__Provided data__:
· · · · · · ·
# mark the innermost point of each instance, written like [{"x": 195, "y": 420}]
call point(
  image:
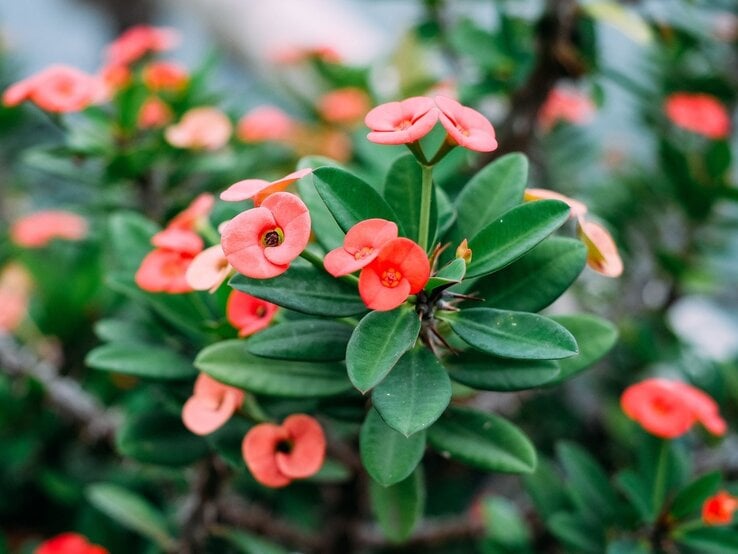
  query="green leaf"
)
[
  {"x": 305, "y": 288},
  {"x": 508, "y": 334},
  {"x": 378, "y": 341},
  {"x": 388, "y": 456},
  {"x": 513, "y": 234},
  {"x": 349, "y": 199},
  {"x": 132, "y": 511},
  {"x": 143, "y": 360},
  {"x": 414, "y": 394},
  {"x": 485, "y": 372},
  {"x": 595, "y": 337},
  {"x": 310, "y": 340},
  {"x": 230, "y": 362},
  {"x": 495, "y": 189},
  {"x": 403, "y": 191},
  {"x": 482, "y": 440},
  {"x": 535, "y": 280},
  {"x": 398, "y": 508},
  {"x": 159, "y": 438}
]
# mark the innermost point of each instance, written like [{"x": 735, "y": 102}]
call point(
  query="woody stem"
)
[{"x": 425, "y": 205}]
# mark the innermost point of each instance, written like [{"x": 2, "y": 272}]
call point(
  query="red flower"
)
[
  {"x": 360, "y": 247},
  {"x": 465, "y": 126},
  {"x": 700, "y": 113},
  {"x": 249, "y": 314},
  {"x": 277, "y": 454},
  {"x": 38, "y": 229},
  {"x": 58, "y": 89},
  {"x": 401, "y": 268},
  {"x": 401, "y": 122},
  {"x": 210, "y": 406},
  {"x": 261, "y": 242},
  {"x": 259, "y": 189},
  {"x": 719, "y": 509},
  {"x": 69, "y": 543},
  {"x": 668, "y": 409}
]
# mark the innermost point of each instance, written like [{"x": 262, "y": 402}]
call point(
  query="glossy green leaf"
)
[
  {"x": 230, "y": 362},
  {"x": 131, "y": 511},
  {"x": 311, "y": 340},
  {"x": 482, "y": 440},
  {"x": 378, "y": 341},
  {"x": 349, "y": 199},
  {"x": 595, "y": 337},
  {"x": 414, "y": 394},
  {"x": 159, "y": 438},
  {"x": 535, "y": 280},
  {"x": 484, "y": 372},
  {"x": 398, "y": 508},
  {"x": 388, "y": 456},
  {"x": 519, "y": 335},
  {"x": 305, "y": 288},
  {"x": 513, "y": 234},
  {"x": 495, "y": 189},
  {"x": 143, "y": 360}
]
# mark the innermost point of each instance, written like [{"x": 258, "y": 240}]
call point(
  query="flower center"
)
[
  {"x": 391, "y": 278},
  {"x": 273, "y": 237}
]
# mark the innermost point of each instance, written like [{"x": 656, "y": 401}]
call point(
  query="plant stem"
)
[{"x": 425, "y": 205}]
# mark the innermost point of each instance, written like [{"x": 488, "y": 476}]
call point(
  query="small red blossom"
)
[
  {"x": 602, "y": 252},
  {"x": 360, "y": 247},
  {"x": 699, "y": 113},
  {"x": 249, "y": 314},
  {"x": 668, "y": 409},
  {"x": 38, "y": 229},
  {"x": 401, "y": 122},
  {"x": 204, "y": 128},
  {"x": 69, "y": 543},
  {"x": 466, "y": 126},
  {"x": 261, "y": 242},
  {"x": 211, "y": 405},
  {"x": 138, "y": 41},
  {"x": 58, "y": 89},
  {"x": 277, "y": 454},
  {"x": 259, "y": 189},
  {"x": 265, "y": 123},
  {"x": 401, "y": 268},
  {"x": 719, "y": 509}
]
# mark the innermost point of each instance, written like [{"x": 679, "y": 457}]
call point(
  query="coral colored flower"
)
[
  {"x": 565, "y": 104},
  {"x": 261, "y": 242},
  {"x": 602, "y": 252},
  {"x": 578, "y": 209},
  {"x": 249, "y": 314},
  {"x": 154, "y": 113},
  {"x": 163, "y": 75},
  {"x": 211, "y": 405},
  {"x": 58, "y": 89},
  {"x": 360, "y": 247},
  {"x": 265, "y": 123},
  {"x": 200, "y": 129},
  {"x": 465, "y": 126},
  {"x": 208, "y": 269},
  {"x": 138, "y": 41},
  {"x": 344, "y": 106},
  {"x": 401, "y": 122},
  {"x": 700, "y": 113},
  {"x": 668, "y": 409},
  {"x": 719, "y": 509},
  {"x": 259, "y": 189},
  {"x": 40, "y": 228},
  {"x": 400, "y": 269},
  {"x": 69, "y": 543},
  {"x": 277, "y": 454}
]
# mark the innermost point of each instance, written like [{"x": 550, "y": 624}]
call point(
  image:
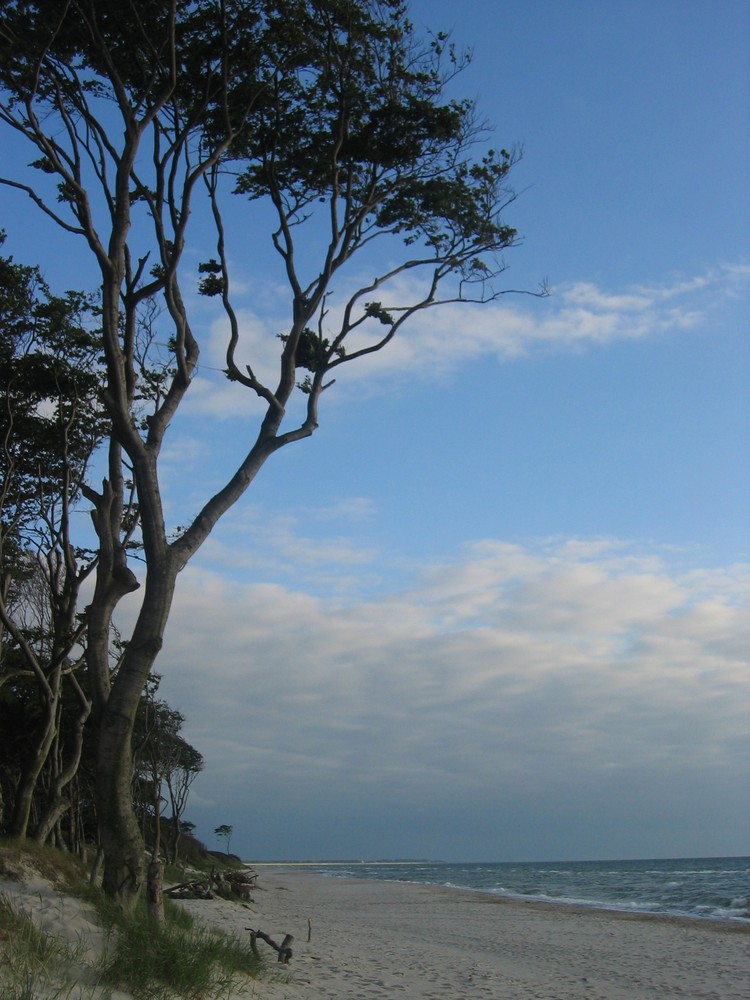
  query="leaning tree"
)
[
  {"x": 51, "y": 421},
  {"x": 335, "y": 116}
]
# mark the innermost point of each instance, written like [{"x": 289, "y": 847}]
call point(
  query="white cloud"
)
[
  {"x": 435, "y": 342},
  {"x": 506, "y": 670}
]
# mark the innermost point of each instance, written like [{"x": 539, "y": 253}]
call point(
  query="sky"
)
[{"x": 497, "y": 607}]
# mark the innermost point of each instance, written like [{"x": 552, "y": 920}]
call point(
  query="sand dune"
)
[{"x": 370, "y": 940}]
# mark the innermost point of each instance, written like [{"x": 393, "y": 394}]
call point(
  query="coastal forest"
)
[{"x": 136, "y": 130}]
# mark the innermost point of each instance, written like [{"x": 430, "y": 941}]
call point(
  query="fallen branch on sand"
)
[{"x": 284, "y": 949}]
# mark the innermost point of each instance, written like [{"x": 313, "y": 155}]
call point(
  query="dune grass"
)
[{"x": 180, "y": 960}]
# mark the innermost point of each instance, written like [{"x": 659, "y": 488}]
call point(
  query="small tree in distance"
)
[
  {"x": 224, "y": 831},
  {"x": 331, "y": 113}
]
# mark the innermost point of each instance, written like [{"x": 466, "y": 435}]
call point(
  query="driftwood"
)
[
  {"x": 238, "y": 882},
  {"x": 284, "y": 949},
  {"x": 195, "y": 889}
]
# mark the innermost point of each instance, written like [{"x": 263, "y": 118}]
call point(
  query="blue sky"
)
[{"x": 496, "y": 608}]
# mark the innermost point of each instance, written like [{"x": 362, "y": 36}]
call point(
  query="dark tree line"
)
[
  {"x": 51, "y": 423},
  {"x": 336, "y": 116}
]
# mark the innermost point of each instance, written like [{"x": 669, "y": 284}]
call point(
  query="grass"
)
[
  {"x": 181, "y": 960},
  {"x": 35, "y": 964}
]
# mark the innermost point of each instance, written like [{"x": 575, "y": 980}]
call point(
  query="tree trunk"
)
[
  {"x": 34, "y": 763},
  {"x": 124, "y": 849},
  {"x": 156, "y": 891}
]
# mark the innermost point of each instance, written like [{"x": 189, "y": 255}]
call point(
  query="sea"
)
[{"x": 703, "y": 888}]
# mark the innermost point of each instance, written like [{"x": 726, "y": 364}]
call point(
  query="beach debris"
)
[
  {"x": 284, "y": 949},
  {"x": 239, "y": 883}
]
· · · · · · ·
__Task brief__:
Transcribe every line from the records above without alteration, and leave out the images.

__Exercise output__:
# mark the innermost point of each instance, written like [{"x": 195, "y": 420}]
call point(
  image:
  query="green leaf"
)
[
  {"x": 305, "y": 288},
  {"x": 508, "y": 334},
  {"x": 378, "y": 341},
  {"x": 388, "y": 456},
  {"x": 513, "y": 234},
  {"x": 349, "y": 199},
  {"x": 132, "y": 511},
  {"x": 143, "y": 360},
  {"x": 414, "y": 394},
  {"x": 485, "y": 372},
  {"x": 595, "y": 337},
  {"x": 310, "y": 340},
  {"x": 230, "y": 362},
  {"x": 495, "y": 189},
  {"x": 403, "y": 191},
  {"x": 482, "y": 440},
  {"x": 535, "y": 280},
  {"x": 398, "y": 508},
  {"x": 159, "y": 438}
]
# mark the innermost point of each instance, written like [{"x": 735, "y": 102}]
call point(
  query="woody stem"
)
[{"x": 425, "y": 205}]
# mark the innermost point of each instance, written like [{"x": 2, "y": 272}]
call point(
  query="red flower"
)
[
  {"x": 360, "y": 247},
  {"x": 465, "y": 126},
  {"x": 700, "y": 113},
  {"x": 249, "y": 314},
  {"x": 277, "y": 454},
  {"x": 38, "y": 229},
  {"x": 58, "y": 89},
  {"x": 401, "y": 268},
  {"x": 401, "y": 122},
  {"x": 210, "y": 406},
  {"x": 261, "y": 242},
  {"x": 259, "y": 189},
  {"x": 719, "y": 509},
  {"x": 69, "y": 543},
  {"x": 668, "y": 409}
]
# mark the innermost point of each instance, written like [{"x": 262, "y": 402}]
call point(
  query="glossy green leaf"
)
[
  {"x": 230, "y": 362},
  {"x": 131, "y": 511},
  {"x": 311, "y": 340},
  {"x": 482, "y": 440},
  {"x": 378, "y": 341},
  {"x": 349, "y": 199},
  {"x": 595, "y": 337},
  {"x": 414, "y": 394},
  {"x": 159, "y": 438},
  {"x": 535, "y": 280},
  {"x": 484, "y": 372},
  {"x": 398, "y": 508},
  {"x": 388, "y": 456},
  {"x": 519, "y": 335},
  {"x": 305, "y": 288},
  {"x": 513, "y": 234},
  {"x": 495, "y": 189},
  {"x": 143, "y": 360}
]
# mark the innermost point of each instance, written like [{"x": 258, "y": 240}]
call point(
  query="flower center"
)
[
  {"x": 391, "y": 278},
  {"x": 273, "y": 237}
]
# mark the innermost point of each instance, written like [{"x": 656, "y": 401}]
call point(
  query="plant stem"
)
[{"x": 425, "y": 205}]
# mark the innermost point of each instance, written like [{"x": 488, "y": 476}]
call point(
  query="small red blossom"
)
[
  {"x": 602, "y": 252},
  {"x": 360, "y": 247},
  {"x": 699, "y": 113},
  {"x": 249, "y": 314},
  {"x": 668, "y": 409},
  {"x": 38, "y": 229},
  {"x": 401, "y": 122},
  {"x": 204, "y": 128},
  {"x": 69, "y": 543},
  {"x": 466, "y": 126},
  {"x": 261, "y": 242},
  {"x": 211, "y": 405},
  {"x": 138, "y": 41},
  {"x": 58, "y": 89},
  {"x": 277, "y": 454},
  {"x": 259, "y": 189},
  {"x": 265, "y": 123},
  {"x": 401, "y": 268},
  {"x": 719, "y": 509}
]
# mark the innermost point of each instance, written like [{"x": 679, "y": 457}]
call point(
  query="coral colored flower"
)
[
  {"x": 565, "y": 104},
  {"x": 261, "y": 242},
  {"x": 602, "y": 252},
  {"x": 578, "y": 209},
  {"x": 249, "y": 314},
  {"x": 154, "y": 113},
  {"x": 163, "y": 75},
  {"x": 211, "y": 405},
  {"x": 58, "y": 89},
  {"x": 360, "y": 247},
  {"x": 265, "y": 123},
  {"x": 200, "y": 129},
  {"x": 465, "y": 126},
  {"x": 208, "y": 269},
  {"x": 138, "y": 41},
  {"x": 344, "y": 106},
  {"x": 401, "y": 122},
  {"x": 700, "y": 113},
  {"x": 668, "y": 409},
  {"x": 719, "y": 509},
  {"x": 259, "y": 189},
  {"x": 40, "y": 228},
  {"x": 400, "y": 269},
  {"x": 69, "y": 543},
  {"x": 277, "y": 454}
]
# mark the innermost point of each instance, written like [{"x": 550, "y": 624}]
call point(
  image:
  query="leaning tree"
)
[
  {"x": 51, "y": 421},
  {"x": 335, "y": 116}
]
# mark the innermost point of each instance, written like [{"x": 289, "y": 847}]
call point(
  query="white cloud"
)
[
  {"x": 435, "y": 342},
  {"x": 506, "y": 670}
]
# mark the innermost point of each instance, written like [{"x": 539, "y": 253}]
call point(
  query="sky"
)
[{"x": 497, "y": 607}]
# mark the innermost point of each instance, written like [{"x": 552, "y": 920}]
call point(
  query="sand dune"
)
[{"x": 370, "y": 940}]
# mark the innermost point of each instance, written like [{"x": 393, "y": 394}]
call point(
  query="coastal forest"
)
[{"x": 136, "y": 130}]
# mark the innermost point of each instance, written like [{"x": 430, "y": 941}]
call point(
  query="fallen branch on sand"
)
[{"x": 284, "y": 949}]
# mark the innermost point of each instance, written like [{"x": 313, "y": 155}]
call point(
  query="dune grass"
)
[{"x": 180, "y": 960}]
# mark the innermost point of each instance, written like [{"x": 659, "y": 488}]
call point(
  query="small tree in distance"
)
[
  {"x": 224, "y": 831},
  {"x": 331, "y": 113}
]
# mark the innermost point of each instance, written like [{"x": 466, "y": 435}]
call point(
  query="driftwood"
)
[
  {"x": 238, "y": 882},
  {"x": 284, "y": 949},
  {"x": 195, "y": 889}
]
# mark the innermost point of each instance, written like [{"x": 263, "y": 118}]
call point(
  query="blue sky"
)
[{"x": 496, "y": 608}]
# mark the innermost point of each instance, written like [{"x": 362, "y": 36}]
call point(
  query="dark tree line"
)
[
  {"x": 51, "y": 423},
  {"x": 336, "y": 116}
]
# mark the innermost point of each instance, written like [{"x": 669, "y": 284}]
call point(
  query="grass"
)
[
  {"x": 181, "y": 960},
  {"x": 35, "y": 964}
]
# mark the innermost point of each instance, written like [{"x": 575, "y": 980}]
call point(
  query="tree trunk"
)
[
  {"x": 34, "y": 763},
  {"x": 124, "y": 849},
  {"x": 156, "y": 891}
]
# mark the innermost point of each instance, written like [{"x": 189, "y": 255}]
call point(
  query="sea"
)
[{"x": 703, "y": 888}]
# mark the innermost point of each instance, written like [{"x": 726, "y": 364}]
call point(
  query="beach debris"
)
[
  {"x": 284, "y": 949},
  {"x": 239, "y": 883}
]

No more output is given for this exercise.